>> Start Data records
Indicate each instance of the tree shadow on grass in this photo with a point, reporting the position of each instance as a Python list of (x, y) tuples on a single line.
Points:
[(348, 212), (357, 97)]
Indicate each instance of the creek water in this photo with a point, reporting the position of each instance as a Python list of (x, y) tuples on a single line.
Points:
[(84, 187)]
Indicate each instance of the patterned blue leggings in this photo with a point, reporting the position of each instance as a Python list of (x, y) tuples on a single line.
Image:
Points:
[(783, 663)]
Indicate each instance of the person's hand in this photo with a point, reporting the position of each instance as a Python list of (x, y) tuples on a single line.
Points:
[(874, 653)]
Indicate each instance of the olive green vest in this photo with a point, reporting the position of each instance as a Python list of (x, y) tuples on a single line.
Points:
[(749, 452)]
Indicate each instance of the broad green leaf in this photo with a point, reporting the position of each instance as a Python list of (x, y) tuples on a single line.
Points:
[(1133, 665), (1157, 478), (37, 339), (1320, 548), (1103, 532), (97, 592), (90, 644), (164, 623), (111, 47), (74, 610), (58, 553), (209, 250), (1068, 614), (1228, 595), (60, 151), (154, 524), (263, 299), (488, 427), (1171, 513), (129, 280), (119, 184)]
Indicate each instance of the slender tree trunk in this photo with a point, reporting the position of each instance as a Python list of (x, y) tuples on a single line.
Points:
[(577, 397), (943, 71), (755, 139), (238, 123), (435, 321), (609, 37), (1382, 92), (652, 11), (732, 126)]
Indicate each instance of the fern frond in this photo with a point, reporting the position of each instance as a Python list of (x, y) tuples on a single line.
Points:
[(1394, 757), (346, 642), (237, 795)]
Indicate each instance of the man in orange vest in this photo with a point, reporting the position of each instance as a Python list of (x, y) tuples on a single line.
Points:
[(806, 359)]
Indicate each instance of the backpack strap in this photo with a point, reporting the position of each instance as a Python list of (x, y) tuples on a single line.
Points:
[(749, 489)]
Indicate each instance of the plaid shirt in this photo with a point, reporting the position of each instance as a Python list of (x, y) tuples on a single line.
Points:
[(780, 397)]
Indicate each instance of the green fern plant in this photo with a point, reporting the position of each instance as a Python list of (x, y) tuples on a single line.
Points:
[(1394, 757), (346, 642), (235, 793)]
>> End Data records
■ **Required work**
Reproduce each of the items above word for word, line by line.

■ **Answer to the task**
Indicate each instance of the tree shadow on grass in this photo with a point, reporting the position of each instance as a Python list of (x, y) tuples on a single line.
Points:
[(348, 212), (357, 97)]
Indicate each instance of the creek water in this photo with a point, reporting the position of each instance as a Python list of (x, y) tuples on a single line.
Points:
[(84, 187)]
Indicate each instance of the patterned blue leggings in this photo with a point, reporting the position of each instance as a Python list of (x, y) tuples on a single line.
Image:
Points:
[(783, 663)]
Indicate each instance of the person's hand in this photo with a point, reporting the position of each instance as a Python list of (x, y) tuples on a single line.
Points:
[(874, 653)]
Indicate each instance of the olive green vest in this photo with a point, reporting the position of each instance as a Python list of (x, y) tuples on a single line.
Points:
[(749, 452)]
Indicate each instance of the broad green leaf in this photo with a point, reporting the position of each instance as a Python list of (x, y) tuples on a single line.
Points:
[(1133, 665), (1157, 478), (37, 339), (1320, 548), (1103, 532), (97, 592), (90, 644), (164, 623), (111, 47), (74, 610), (58, 553), (209, 250), (1068, 614), (1228, 595), (60, 151), (154, 524), (263, 299), (488, 427), (1171, 513), (129, 280), (119, 184)]
Indicate each instance of the slender tree trunk in this photo with a point, reporting the position of each instance as a Python list of (x, y) tuples on a single line.
Points:
[(577, 397), (943, 71), (755, 139), (238, 123), (435, 321), (609, 37), (1382, 92), (652, 11), (732, 126)]
Indicate each instance of the fern frond in this photo with a point, reporting the position of each instance as a Python list of (x, y) tuples on a single line.
Points:
[(1394, 757), (346, 642), (237, 795)]
Indicate each instance of the man in orange vest in this photo with a point, reporting the position of each instance as a Python list of (x, y) tuples on a single line.
Points:
[(806, 359)]
Indicate each instance of the backpack strap in this photo with a point, reporting the position of each instance as a Python list of (x, y) tuples on a single line.
Points:
[(749, 489)]
Indicate each instance of the plaid shirt in this photo with a point, reporting the position of each instance as a Python list of (x, y) tuples on a single line.
Points:
[(780, 397)]
Indicate each instance of the green fern plant in this photo with a point, reporting the position of each instance as a Python list of (x, y) tuples on a single line.
Points:
[(1394, 757), (346, 642), (235, 793)]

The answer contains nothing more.